What you are asked to do: Format every line of the listing below as a numbered list, leaving out the blank lines. Leave the picture out of your answer.

Entries shown:

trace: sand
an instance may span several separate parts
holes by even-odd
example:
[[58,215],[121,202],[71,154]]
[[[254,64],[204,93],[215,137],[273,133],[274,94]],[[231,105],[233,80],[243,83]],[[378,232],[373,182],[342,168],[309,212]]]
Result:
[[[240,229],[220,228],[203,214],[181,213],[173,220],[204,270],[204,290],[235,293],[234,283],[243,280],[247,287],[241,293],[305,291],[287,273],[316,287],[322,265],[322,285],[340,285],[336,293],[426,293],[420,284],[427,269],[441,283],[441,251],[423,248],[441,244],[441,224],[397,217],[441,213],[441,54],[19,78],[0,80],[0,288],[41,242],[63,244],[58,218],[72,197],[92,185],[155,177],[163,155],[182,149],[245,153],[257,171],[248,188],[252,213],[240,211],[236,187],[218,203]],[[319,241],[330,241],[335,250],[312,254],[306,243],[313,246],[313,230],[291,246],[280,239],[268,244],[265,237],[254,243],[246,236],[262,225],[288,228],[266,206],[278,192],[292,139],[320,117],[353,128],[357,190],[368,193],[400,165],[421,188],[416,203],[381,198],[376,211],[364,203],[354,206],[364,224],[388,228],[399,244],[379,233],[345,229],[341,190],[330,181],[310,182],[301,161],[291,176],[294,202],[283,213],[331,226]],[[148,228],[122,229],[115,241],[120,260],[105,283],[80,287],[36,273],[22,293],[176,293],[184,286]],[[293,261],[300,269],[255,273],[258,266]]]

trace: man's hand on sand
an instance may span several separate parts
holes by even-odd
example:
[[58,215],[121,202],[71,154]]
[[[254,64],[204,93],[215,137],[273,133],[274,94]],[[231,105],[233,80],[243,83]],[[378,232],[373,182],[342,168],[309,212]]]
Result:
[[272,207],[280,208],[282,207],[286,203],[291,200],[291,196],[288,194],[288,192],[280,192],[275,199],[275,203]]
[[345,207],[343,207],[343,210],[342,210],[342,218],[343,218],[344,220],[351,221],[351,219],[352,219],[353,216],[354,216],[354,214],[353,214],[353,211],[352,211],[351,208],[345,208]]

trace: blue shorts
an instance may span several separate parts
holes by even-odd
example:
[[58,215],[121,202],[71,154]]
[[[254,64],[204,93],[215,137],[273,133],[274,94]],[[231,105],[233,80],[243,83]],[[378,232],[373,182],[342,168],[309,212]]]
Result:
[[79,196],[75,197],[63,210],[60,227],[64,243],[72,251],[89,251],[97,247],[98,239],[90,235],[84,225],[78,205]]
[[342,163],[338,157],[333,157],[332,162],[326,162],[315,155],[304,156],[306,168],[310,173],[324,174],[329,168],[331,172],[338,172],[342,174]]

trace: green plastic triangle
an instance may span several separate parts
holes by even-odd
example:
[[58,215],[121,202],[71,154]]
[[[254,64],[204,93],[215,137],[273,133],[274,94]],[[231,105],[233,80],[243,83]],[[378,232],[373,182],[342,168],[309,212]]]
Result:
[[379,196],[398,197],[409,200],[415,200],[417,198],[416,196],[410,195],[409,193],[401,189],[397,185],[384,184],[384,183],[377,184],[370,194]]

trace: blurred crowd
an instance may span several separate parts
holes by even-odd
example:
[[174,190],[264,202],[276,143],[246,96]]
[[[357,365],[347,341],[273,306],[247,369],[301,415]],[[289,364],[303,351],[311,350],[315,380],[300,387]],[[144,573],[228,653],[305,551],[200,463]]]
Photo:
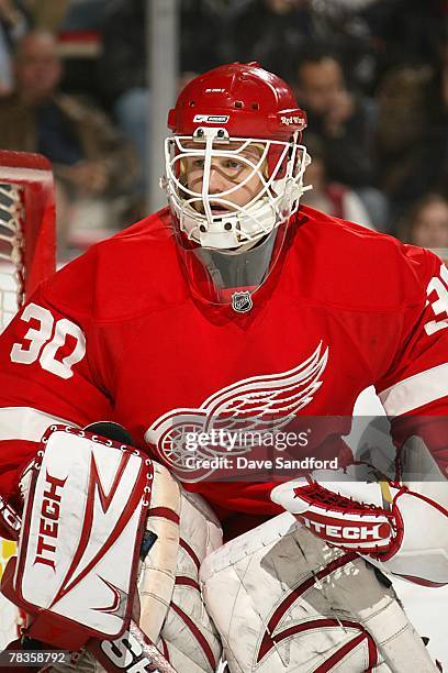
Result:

Answer below:
1. trace: sand
2. an instance may span several separate parts
3. holes by even-odd
4. example:
5. [[58,215],[121,202],[71,154]]
6. [[[254,64],[204,93],[215,137],[273,133],[274,94]],[[231,105],[233,80],[243,83]],[[378,232],[373,182],[342,168],[309,212]]]
7. Result:
8. [[[240,229],[220,228],[203,214],[181,213],[173,220],[204,270],[204,290],[235,293],[234,283],[243,280],[247,287],[241,293],[305,291],[287,273],[316,287],[322,265],[322,285],[340,285],[336,293],[426,293],[420,284],[427,269],[441,283],[441,251],[423,248],[441,244],[441,224],[397,217],[441,213],[441,54],[19,78],[0,80],[0,288],[41,242],[63,244],[58,218],[72,197],[92,185],[155,177],[163,155],[182,149],[245,153],[257,171],[248,188],[252,213],[240,211],[236,187],[218,203]],[[319,241],[330,241],[335,250],[312,254],[306,243],[313,246],[313,230],[291,246],[280,239],[268,244],[265,237],[254,243],[246,236],[262,225],[288,228],[266,206],[278,192],[292,139],[320,117],[353,128],[357,190],[368,193],[400,165],[421,188],[416,203],[381,198],[376,211],[364,203],[354,206],[364,224],[388,228],[399,244],[379,233],[345,229],[341,190],[330,181],[310,182],[301,161],[291,176],[294,202],[283,213],[331,226]],[[148,228],[122,229],[115,241],[120,260],[105,283],[80,287],[36,273],[22,293],[176,293],[184,286]],[[293,261],[300,269],[255,273],[258,266]]]
9. trace: man's hand on sand
10. an instance may span several separate parts
11. holes by even-odd
12. example:
13. [[58,215],[121,202],[71,154]]
14. [[[254,64],[204,93],[215,137],[273,133],[274,94]],[[231,105],[233,80],[243,83]],[[378,232],[373,182],[342,168],[309,212]]]
15. Result:
16. [[272,207],[280,208],[282,207],[286,203],[291,200],[291,196],[288,194],[288,192],[280,192],[275,199],[275,203]]
17. [[345,207],[343,207],[343,210],[342,210],[342,218],[343,218],[344,220],[351,221],[351,219],[352,219],[353,216],[354,216],[354,214],[353,214],[353,211],[352,211],[351,208],[345,208]]
18. trace: blue shorts
19. an instance may span several separate parts
20. holes by even-odd
21. example:
22. [[58,215],[121,202],[71,154]]
23. [[[254,64],[204,93],[215,137],[273,133],[274,94]],[[231,105],[233,80],[243,83]],[[378,232],[373,182],[342,168],[309,212]]]
24. Result:
25. [[79,196],[75,197],[63,210],[60,227],[64,243],[72,251],[89,251],[97,247],[98,239],[90,235],[84,225],[78,205]]
26. [[342,163],[338,157],[333,157],[332,162],[326,162],[315,155],[304,156],[306,168],[310,173],[324,174],[329,168],[331,172],[338,172],[342,174]]
27. trace: green plastic triangle
28. an instance may span several separate parts
29. holes by even-odd
30. example:
31. [[58,215],[121,202],[71,154]]
32. [[[254,64],[204,93],[215,137],[273,133],[274,94]],[[231,105],[233,80],[243,83]],[[378,232],[373,182],[342,168],[309,212]]]
33. Result:
34. [[379,196],[398,197],[409,200],[415,200],[417,198],[416,196],[410,195],[409,193],[401,189],[397,185],[384,184],[384,183],[377,184],[370,194]]
35. trace: blurred crowd
36. an instance may span several separate parts
37. holes by even-odd
38. example:
39. [[174,190],[264,202],[276,143],[246,96]]
40. [[[357,365],[347,341],[273,306],[247,369],[301,415]],[[289,364],[303,351],[311,350],[315,380],[300,387]],[[144,573],[228,653],[305,551],[200,463]]]
41. Photo:
42. Result:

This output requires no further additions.